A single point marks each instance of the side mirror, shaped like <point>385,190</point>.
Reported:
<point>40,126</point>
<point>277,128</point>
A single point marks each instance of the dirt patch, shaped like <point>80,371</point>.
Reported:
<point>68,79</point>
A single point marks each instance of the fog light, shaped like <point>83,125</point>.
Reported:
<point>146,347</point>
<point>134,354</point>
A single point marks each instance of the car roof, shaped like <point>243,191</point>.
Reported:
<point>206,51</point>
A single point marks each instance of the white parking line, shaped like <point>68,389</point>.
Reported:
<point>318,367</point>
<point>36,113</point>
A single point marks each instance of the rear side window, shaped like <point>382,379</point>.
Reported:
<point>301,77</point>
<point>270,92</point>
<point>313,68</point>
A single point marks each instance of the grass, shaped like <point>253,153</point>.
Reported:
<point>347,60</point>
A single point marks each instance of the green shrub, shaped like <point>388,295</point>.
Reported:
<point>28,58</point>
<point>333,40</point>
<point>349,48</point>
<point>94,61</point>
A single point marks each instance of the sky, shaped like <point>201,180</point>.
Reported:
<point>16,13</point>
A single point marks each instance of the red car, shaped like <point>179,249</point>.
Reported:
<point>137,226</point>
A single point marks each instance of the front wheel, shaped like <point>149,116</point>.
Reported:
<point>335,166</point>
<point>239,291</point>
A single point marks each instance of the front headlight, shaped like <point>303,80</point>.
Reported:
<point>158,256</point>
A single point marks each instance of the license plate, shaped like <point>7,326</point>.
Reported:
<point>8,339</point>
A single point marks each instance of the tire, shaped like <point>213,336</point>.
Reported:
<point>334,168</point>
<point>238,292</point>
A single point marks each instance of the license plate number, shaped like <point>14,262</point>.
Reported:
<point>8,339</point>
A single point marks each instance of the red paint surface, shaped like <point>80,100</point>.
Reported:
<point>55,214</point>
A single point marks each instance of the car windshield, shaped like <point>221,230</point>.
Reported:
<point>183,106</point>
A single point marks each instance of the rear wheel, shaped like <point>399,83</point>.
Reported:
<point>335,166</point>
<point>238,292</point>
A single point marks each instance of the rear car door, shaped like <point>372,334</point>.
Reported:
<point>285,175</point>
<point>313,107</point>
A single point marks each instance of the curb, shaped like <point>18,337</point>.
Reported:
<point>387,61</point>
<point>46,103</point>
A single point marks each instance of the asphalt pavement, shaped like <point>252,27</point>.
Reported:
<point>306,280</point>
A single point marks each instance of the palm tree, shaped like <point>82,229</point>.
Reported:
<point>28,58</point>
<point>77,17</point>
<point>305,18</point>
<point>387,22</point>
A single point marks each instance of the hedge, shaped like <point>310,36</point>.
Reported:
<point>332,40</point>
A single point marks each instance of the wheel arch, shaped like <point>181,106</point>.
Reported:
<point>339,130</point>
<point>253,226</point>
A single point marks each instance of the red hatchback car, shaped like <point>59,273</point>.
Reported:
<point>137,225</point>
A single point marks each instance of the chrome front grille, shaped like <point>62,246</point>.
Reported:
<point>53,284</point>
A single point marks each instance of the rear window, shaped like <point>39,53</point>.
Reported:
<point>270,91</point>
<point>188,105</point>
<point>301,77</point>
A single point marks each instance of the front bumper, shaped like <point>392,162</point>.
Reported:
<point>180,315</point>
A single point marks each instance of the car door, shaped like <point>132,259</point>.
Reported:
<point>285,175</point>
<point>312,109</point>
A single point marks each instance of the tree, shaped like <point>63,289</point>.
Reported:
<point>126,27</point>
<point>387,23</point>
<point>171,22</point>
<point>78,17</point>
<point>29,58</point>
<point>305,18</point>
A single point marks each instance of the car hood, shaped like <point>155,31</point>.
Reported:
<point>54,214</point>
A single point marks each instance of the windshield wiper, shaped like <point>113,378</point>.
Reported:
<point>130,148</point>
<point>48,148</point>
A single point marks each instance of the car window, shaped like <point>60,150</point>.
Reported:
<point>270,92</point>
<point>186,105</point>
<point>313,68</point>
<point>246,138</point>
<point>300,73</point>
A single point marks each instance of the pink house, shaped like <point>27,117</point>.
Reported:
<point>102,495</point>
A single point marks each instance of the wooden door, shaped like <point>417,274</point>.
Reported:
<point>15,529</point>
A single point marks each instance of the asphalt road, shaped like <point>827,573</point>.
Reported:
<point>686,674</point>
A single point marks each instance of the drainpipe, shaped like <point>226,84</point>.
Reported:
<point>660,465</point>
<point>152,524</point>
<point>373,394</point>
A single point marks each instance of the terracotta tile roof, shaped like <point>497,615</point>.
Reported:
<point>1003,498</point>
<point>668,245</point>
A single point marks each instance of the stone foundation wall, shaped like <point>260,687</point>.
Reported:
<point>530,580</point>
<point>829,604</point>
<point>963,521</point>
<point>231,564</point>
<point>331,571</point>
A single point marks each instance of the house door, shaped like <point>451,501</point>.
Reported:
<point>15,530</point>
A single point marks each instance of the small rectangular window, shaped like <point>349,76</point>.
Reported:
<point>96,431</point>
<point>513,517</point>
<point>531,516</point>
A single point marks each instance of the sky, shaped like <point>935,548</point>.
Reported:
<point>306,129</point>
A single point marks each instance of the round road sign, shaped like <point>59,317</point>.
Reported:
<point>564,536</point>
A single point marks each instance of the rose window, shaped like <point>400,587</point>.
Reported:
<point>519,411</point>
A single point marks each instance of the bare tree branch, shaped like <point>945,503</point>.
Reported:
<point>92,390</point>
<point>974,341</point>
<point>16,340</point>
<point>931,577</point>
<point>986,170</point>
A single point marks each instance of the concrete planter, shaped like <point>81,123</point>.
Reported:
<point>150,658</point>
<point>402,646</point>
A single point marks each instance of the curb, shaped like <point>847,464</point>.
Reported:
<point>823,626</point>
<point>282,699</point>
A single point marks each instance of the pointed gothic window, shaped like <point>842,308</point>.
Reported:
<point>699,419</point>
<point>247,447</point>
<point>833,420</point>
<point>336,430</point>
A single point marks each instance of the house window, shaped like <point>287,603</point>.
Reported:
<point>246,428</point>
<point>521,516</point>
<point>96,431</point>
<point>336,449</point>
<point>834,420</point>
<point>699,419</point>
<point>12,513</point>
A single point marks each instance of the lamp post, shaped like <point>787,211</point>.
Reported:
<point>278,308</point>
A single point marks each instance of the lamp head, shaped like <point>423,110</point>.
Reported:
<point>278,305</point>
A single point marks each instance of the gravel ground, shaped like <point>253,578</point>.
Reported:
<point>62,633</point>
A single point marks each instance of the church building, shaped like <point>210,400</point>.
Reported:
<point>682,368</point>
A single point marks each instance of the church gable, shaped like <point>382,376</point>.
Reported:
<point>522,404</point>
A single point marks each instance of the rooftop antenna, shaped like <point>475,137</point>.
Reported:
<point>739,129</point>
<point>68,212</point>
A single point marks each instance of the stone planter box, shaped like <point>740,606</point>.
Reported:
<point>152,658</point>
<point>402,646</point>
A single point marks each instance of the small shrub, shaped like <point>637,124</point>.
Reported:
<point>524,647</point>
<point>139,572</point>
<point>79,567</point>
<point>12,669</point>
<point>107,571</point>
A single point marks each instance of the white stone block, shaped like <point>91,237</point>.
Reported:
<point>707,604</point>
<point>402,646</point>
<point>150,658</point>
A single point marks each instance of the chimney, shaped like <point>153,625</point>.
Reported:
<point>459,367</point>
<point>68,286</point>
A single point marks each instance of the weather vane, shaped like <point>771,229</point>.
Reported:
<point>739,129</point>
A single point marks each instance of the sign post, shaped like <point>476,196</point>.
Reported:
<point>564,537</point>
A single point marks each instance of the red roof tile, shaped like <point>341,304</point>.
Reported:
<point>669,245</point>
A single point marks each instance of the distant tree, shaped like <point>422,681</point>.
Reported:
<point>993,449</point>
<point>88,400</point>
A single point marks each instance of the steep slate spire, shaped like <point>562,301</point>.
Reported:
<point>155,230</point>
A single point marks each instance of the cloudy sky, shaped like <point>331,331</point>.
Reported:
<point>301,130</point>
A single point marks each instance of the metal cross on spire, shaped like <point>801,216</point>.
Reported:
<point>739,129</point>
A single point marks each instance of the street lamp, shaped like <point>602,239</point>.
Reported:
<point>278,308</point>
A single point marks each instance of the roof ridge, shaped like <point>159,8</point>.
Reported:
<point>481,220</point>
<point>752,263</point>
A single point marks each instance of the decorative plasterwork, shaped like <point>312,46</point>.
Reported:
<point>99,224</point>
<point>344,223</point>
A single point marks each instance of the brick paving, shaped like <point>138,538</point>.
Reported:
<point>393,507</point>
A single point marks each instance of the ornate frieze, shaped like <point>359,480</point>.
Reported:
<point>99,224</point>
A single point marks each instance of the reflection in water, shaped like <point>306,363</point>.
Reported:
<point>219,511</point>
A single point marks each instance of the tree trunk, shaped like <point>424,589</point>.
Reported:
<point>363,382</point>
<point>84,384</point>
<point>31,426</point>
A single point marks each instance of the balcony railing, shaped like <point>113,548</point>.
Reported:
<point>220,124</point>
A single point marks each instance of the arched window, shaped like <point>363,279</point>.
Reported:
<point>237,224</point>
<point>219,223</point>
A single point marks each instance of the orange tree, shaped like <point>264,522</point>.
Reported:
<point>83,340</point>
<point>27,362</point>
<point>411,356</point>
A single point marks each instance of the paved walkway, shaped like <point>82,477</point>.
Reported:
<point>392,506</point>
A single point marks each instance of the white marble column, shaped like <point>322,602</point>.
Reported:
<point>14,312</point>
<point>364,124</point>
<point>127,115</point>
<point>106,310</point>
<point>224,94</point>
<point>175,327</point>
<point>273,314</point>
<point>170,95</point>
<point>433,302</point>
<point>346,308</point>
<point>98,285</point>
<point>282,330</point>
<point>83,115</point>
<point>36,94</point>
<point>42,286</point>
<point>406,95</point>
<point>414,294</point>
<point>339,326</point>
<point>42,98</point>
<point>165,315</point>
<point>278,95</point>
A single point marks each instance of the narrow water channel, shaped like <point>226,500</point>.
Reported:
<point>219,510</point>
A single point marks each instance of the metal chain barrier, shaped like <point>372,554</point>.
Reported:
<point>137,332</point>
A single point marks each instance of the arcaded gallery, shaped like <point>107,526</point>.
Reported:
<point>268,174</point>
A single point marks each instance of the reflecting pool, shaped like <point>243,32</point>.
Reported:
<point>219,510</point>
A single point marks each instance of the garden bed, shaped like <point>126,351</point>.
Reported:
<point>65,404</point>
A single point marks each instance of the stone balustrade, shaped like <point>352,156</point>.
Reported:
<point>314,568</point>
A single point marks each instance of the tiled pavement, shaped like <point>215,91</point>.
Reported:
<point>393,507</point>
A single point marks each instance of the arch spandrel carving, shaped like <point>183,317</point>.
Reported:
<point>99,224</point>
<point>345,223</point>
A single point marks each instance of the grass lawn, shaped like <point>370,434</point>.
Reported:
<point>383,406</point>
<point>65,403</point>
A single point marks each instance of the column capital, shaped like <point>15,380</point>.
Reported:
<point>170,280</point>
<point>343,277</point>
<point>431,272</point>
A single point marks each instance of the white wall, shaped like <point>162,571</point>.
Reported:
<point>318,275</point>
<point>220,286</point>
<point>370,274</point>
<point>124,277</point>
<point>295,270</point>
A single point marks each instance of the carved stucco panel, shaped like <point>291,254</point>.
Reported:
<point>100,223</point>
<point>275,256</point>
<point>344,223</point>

────────

◆ Work to complete:
Everything from the line that contains "A single point marks each instance of the arch spandrel" through the end of the records must be duplicated exactly, and nothing outside that range.

◆ Correct answer:
A single point marks each instance of the arch spandrel carving, shaped like <point>183,317</point>.
Reported:
<point>99,224</point>
<point>345,223</point>
A single point marks each instance of the grass lawn, shaped like <point>370,434</point>.
Reported:
<point>383,406</point>
<point>65,403</point>
A single point marks each instance of the column capital, shaped like <point>15,380</point>.
Reported:
<point>170,280</point>
<point>343,277</point>
<point>431,272</point>
A single point marks each instance of the white wall, shaped like <point>162,571</point>.
Reported:
<point>318,275</point>
<point>220,286</point>
<point>370,274</point>
<point>124,277</point>
<point>295,270</point>
A single point marks each instance of the carved stucco panel, shaped like <point>291,254</point>.
Reported:
<point>100,223</point>
<point>275,256</point>
<point>344,223</point>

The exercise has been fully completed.